BRANO DI LETTURA:
In questi giorni di primavera, basta percorrere le strade della Plaine valdostana per notare scenari che pongono domande scomode. A Gressan, Jovençan, Aymavilles e nei comuni vicini, si vedono filari di vigne e frutteti dove il verde brillante della vegetazione si interrompe bruscamente, lasciando spazio a strisce di terreno ingiallito, apparentemente privo di vita. È il segno inequivocabile del passaggio di diserbanti chimici. La fotografia scattata il 9 aprile 2025 in uno di questi territori documenta una realtà che mal si concilia con l’immagine di agricoltura “naturale” e “tradizionale” che la Valle d’Aosta spesso promuove.
Il sospetto è che tra le sostanze utilizzate ci sia ancora il glifosato, l’erbicida più discusso degli ultimi decenni, considerato “probabile cancerogeno” dall’Organizzazione Mondiale della Sanità. Nonostante gli allarmi lanciati da scienziati, medici, associazioni ambientaliste e consumatori, il glifosato continua a essere largamente impiegato in agricoltura, anche in contesti che dovrebbero essere votati alla qualità e alla sostenibilità. I suoi effetti sulla salute dei lavoratori agricoli, dei residenti, dei consumatori, così come sull’ambiente – dalla biodiversità del suolo alla contaminazione delle falde acquifere – sono ben documentati e difficili da ignorare.
A questo punto è legittimo porsi alcune domande. Le autorità preposte alla tutela della salute pubblica e dell’ambiente stanno effettuando controlli puntuali per verificare l’eventuale utilizzo di sostanze pericolose nei terreni coltivati? Sono in corso analisi a campione che permettano di escludere la contaminazione dei raccolti, delle acque e dei suoli? La trasparenza su questi aspetti non è solo auspicabile, è un dovere. Serve chiarezza, serve responsabilità. E servono risposte.

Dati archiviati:
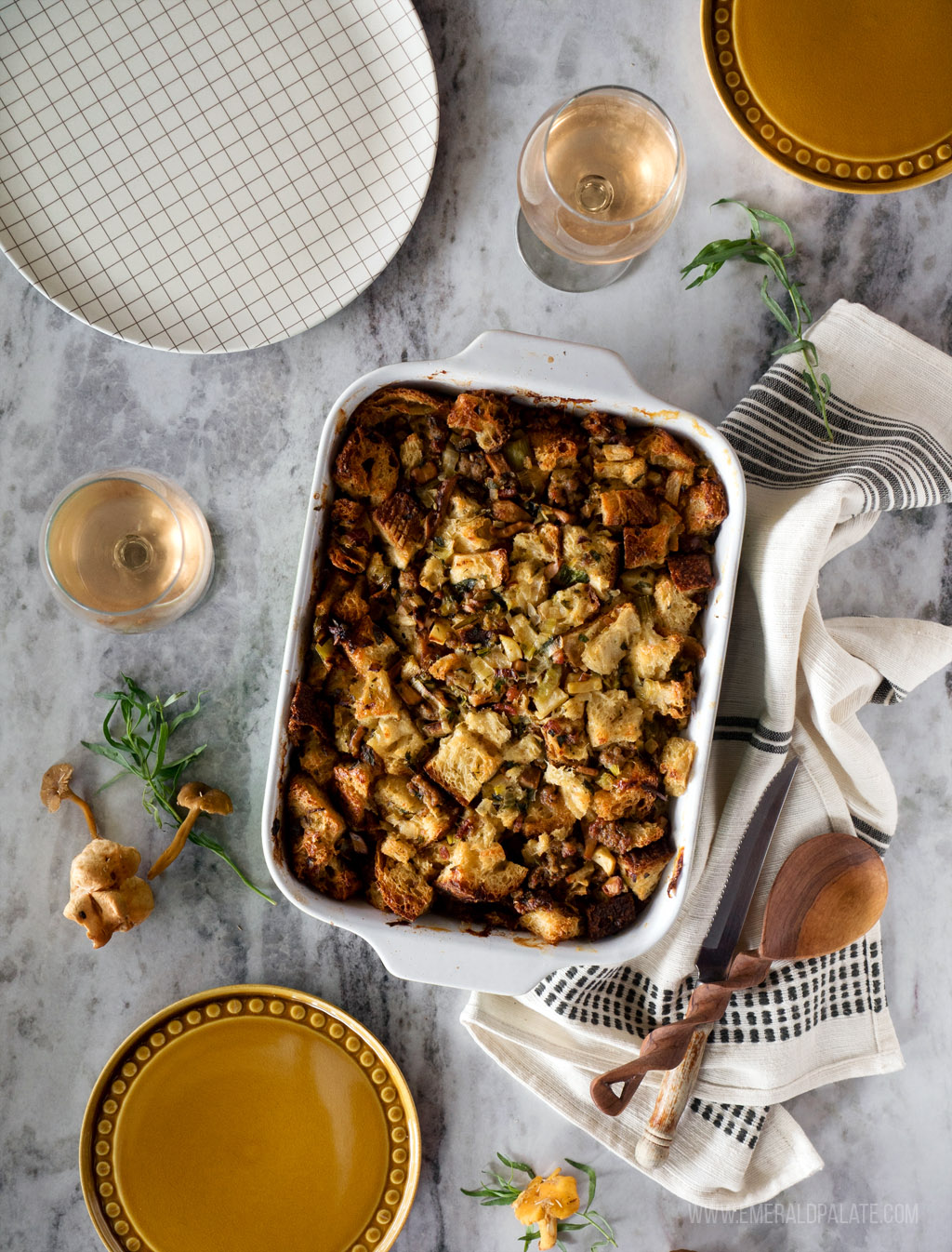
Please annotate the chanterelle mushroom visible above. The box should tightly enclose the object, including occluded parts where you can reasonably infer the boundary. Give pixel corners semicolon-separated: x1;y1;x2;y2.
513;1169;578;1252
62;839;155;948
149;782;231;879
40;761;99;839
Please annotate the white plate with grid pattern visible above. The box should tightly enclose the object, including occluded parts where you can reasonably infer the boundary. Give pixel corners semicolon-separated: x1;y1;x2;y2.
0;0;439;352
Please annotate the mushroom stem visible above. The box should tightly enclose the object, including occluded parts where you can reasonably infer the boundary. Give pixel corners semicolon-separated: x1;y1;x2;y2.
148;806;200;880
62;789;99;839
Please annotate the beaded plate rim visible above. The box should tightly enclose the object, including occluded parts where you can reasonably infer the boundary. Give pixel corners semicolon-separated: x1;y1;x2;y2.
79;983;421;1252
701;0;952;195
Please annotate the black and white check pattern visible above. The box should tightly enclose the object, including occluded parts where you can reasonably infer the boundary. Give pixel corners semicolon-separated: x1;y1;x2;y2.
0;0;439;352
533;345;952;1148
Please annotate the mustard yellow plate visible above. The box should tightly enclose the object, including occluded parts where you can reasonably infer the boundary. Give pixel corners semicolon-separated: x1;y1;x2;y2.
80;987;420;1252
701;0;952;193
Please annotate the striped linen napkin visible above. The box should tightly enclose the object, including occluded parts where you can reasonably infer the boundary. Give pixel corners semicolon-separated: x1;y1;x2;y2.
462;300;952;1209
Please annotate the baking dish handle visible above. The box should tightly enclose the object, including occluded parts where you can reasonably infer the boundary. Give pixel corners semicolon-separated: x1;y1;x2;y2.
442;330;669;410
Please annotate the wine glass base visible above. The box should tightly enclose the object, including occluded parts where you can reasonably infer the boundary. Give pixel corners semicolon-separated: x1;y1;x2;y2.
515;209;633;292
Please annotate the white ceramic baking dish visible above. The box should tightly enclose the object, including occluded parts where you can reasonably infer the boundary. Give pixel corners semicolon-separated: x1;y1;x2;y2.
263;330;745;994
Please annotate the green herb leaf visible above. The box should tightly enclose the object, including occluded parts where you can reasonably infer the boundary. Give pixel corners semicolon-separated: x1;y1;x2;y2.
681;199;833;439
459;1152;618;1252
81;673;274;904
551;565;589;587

LAVORO RICHIESTO: Cita testualmente la parte del brano sui diserbanti che parte da «In questi giorni» e arriva fino a «d’Aosta spesso promuove.». Le voci archiviate costituiscono un materiale a sé, indipendente dal brano.

ESERCIZIO SVOLTO:
In questi giorni di primavera, basta percorrere le strade della Plaine valdostana per notare scenari che pongono domande scomode. A Gressan, Jovençan, Aymavilles e nei comuni vicini, si vedono filari di vigne e frutteti dove il verde brillante della vegetazione si interrompe bruscamente, lasciando spazio a strisce di terreno ingiallito, apparentemente privo di vita. È il segno inequivocabile del passaggio di diserbanti chimici. La fotografia scattata il 9 aprile 2025 in uno di questi territori documenta una realtà che mal si concilia con l’immagine di agricoltura “naturale” e “tradizionale” che la Valle d’Aosta spesso promuove.